**Passage to read**:
• • •

So yesterday we took our family to downtown Portland and met up with a bunch of Jason’s old cronies from high school. It was almost perfect; almost a fantastic memory. If only we had left the kids at home.
It’s like they had a meeting ahead of time to plan out exactly how they’d take turns torturing us. We took the tram into downtown and visited a very cool toy store. I have to admit, they were pretty good up to that point. Then everyone had to use the bathroom. In Nordstrom. Then they had to ride the escalator. In Nordstrom. Then the Nordstrom police escorted us from the premise because my children started swinging from the chandeliers.
We rode the amazing tram up to the hospital and decided to stroll through to the new skywalk. I have realized that the only time June should ever be allowed in a hospital is when she needs to be hospitalized. Personally, I was this close to asking them to admit and keep me until the baby comes.
But the real kicker was Harrison. That kid didn’t even need spilled milk, he cried over anything and everything worth his salt. It took us a few episodes to figure out the problem. Finally, looking at him huddled in a ball in the far corner of our friend’s back yard, it hit me.
Jason is leaving tomorrow, and Harrison knows it.
I probably shouldn’t have written that because now I’m going to cry. See, last December before we found out we were pregnant, Jason got excepted into a very critical, very difficult training program. We were totally stoked, it will be an awesome experience for him and really help us in the future.
When we found out about the baby and looked at the calendar, we were shocked to see that he’ll get back on Saturday, August 28th. In the past, I would have had the baby by then, since I’m due Sept. 2nd. We prayed about it, and I insisted that he should go because it’s the right thing. If he misses this course, he’ll have to do it online at night over 18 months from home. I’d rather have him gone for five weeks than unavailable every evening for a year and a half. He’s asked me about three dozen times to let him cancel, but I keep feeling like everything happens for a reason and he’s supposed to do this.
So here we are, and he’s about to go. Looking down at my little boy yesterday, there was no doubt in my mind that he’s feeling emotional about his dad leaving. Jason and I immideatly pow-wowed, andDad went down and scooped him up. He’s seven, he’s heavy, but he’s still just a little boy who needs his daddy to hug him and tell him everything will be all right.
And it will. I just need everyone to keep reminding me.

• • •

**Data to examine**:

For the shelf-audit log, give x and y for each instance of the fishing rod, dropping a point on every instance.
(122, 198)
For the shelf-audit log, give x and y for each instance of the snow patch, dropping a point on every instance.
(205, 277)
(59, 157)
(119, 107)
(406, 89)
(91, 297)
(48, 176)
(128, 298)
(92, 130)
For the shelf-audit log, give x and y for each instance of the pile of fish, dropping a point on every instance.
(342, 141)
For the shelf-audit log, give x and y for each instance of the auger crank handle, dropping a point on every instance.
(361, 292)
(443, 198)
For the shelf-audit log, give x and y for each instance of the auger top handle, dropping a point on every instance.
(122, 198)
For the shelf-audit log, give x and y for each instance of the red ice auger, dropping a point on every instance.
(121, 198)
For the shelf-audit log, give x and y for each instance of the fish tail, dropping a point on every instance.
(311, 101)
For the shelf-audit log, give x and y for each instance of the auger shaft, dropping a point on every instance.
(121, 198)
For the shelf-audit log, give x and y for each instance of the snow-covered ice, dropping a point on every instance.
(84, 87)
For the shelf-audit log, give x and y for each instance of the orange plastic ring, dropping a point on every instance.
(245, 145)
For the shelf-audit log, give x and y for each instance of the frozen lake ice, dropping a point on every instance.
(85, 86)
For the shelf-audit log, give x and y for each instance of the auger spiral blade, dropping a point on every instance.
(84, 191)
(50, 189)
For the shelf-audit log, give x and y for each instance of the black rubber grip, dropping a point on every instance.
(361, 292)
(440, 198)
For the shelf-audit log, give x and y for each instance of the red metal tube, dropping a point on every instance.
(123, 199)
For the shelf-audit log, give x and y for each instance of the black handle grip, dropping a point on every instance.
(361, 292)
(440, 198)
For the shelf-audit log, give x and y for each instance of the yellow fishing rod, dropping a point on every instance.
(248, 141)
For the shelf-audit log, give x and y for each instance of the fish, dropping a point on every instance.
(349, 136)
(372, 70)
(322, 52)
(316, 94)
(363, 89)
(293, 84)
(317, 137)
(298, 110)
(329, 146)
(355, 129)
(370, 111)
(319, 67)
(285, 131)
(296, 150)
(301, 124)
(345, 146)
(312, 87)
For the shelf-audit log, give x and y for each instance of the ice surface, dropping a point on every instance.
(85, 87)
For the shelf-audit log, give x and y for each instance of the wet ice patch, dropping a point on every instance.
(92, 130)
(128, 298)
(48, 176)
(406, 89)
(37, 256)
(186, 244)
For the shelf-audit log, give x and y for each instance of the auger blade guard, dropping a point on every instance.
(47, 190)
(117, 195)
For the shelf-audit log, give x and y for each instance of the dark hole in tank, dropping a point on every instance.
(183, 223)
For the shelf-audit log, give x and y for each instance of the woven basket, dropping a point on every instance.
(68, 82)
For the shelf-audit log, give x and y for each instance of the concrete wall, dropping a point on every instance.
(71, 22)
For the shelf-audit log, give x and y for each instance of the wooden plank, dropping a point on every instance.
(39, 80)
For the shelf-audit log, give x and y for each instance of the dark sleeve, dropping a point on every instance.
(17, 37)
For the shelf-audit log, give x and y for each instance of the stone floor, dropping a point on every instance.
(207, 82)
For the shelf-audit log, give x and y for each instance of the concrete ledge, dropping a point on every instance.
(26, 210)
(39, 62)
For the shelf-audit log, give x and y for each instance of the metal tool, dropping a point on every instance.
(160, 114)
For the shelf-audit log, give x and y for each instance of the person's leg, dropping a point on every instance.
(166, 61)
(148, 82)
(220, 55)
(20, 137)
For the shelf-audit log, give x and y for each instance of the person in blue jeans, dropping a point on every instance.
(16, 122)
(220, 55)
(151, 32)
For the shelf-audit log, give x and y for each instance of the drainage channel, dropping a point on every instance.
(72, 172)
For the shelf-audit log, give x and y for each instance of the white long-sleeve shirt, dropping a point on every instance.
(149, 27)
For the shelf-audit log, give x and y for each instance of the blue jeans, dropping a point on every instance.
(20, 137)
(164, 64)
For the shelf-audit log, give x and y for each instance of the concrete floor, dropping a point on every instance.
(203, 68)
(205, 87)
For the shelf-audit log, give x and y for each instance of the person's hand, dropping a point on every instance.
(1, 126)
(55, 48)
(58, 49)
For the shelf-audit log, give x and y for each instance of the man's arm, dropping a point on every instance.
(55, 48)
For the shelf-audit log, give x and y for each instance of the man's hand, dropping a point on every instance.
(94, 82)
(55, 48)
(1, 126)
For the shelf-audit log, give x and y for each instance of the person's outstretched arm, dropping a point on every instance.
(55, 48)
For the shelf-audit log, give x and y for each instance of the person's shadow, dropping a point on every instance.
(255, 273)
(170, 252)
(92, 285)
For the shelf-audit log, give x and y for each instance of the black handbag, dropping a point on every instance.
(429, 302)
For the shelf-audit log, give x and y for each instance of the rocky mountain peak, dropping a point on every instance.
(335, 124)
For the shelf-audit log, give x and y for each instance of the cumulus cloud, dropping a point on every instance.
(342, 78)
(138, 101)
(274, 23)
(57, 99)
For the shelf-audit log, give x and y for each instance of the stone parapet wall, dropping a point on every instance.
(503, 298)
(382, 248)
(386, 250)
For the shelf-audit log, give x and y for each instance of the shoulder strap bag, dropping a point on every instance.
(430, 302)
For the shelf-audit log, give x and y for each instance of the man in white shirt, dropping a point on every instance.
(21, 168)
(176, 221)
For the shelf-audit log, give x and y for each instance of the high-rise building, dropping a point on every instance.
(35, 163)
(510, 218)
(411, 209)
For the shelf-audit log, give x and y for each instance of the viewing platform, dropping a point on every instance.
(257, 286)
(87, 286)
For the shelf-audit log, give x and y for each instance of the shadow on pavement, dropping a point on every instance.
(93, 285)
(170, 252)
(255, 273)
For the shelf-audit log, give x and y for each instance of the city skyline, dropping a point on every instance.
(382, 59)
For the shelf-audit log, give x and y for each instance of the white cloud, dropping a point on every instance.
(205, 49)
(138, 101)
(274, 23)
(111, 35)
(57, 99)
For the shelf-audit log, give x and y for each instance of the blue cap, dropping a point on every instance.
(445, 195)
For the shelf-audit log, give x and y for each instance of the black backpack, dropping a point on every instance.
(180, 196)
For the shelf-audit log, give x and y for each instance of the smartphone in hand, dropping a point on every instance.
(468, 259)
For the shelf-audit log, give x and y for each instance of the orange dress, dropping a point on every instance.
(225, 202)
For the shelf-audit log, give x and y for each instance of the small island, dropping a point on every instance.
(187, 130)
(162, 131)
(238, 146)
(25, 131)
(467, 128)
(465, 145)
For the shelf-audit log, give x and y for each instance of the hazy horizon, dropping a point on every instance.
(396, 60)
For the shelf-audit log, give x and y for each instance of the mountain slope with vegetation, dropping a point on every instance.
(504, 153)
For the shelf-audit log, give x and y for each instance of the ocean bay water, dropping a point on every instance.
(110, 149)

• • •

**Work to complete**:
**A.** According to the Portland post, what is the baby's due date?
**B.** Copy the Portland post from "So yesterday we" to "kids at home.".
The material isn't needed for this work.

**Answers to the exercise**:
**A.** September 2nd.

**B.**
So yesterday we took our family to downtown Portland and met up with a bunch of Jason’s old cronies from high school. It was almost perfect; almost a fantastic memory. If only we had left the kids at home.